:: Material shown ::
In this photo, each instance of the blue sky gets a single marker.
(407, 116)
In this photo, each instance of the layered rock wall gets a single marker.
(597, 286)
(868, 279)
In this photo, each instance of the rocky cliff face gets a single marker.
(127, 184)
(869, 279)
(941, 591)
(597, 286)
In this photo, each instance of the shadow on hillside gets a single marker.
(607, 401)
...
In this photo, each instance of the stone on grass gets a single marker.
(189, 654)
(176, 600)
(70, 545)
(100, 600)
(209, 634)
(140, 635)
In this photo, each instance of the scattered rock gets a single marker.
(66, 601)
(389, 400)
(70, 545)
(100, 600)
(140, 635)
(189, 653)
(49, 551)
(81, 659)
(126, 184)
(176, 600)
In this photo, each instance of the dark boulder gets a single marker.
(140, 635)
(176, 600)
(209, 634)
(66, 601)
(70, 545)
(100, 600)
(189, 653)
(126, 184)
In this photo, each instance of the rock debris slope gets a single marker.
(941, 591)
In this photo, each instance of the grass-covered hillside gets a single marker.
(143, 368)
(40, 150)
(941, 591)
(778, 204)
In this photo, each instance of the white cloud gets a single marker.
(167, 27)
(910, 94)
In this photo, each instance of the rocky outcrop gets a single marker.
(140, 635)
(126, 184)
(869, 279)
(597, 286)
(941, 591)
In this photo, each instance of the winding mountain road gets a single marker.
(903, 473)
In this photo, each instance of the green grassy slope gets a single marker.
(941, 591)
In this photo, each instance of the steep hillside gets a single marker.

:: Work required ::
Output exactly the lines of the material above from the one containing "In this photo, each instance of the rock debris" up to and including the one containing "In this photo, each instance of the steep".

:: Worked solution ::
In this photo, each instance of the rock debris slope gets a single marker.
(941, 591)
In this photo, each instance of the grass-covered hillside gets a single marker.
(143, 368)
(40, 150)
(941, 591)
(778, 204)
In this photo, each instance of the white cloud gets a single marker.
(167, 27)
(910, 94)
In this photo, each instance of the rocky outcrop gets a single marker.
(140, 635)
(126, 184)
(869, 279)
(597, 286)
(941, 591)
In this photo, each instance of the winding mountain road gets a single marker.
(903, 473)
In this photo, each instance of the green grassy slope gets a single marker.
(941, 591)
In this photo, each instance of the steep hillside gets a single marker.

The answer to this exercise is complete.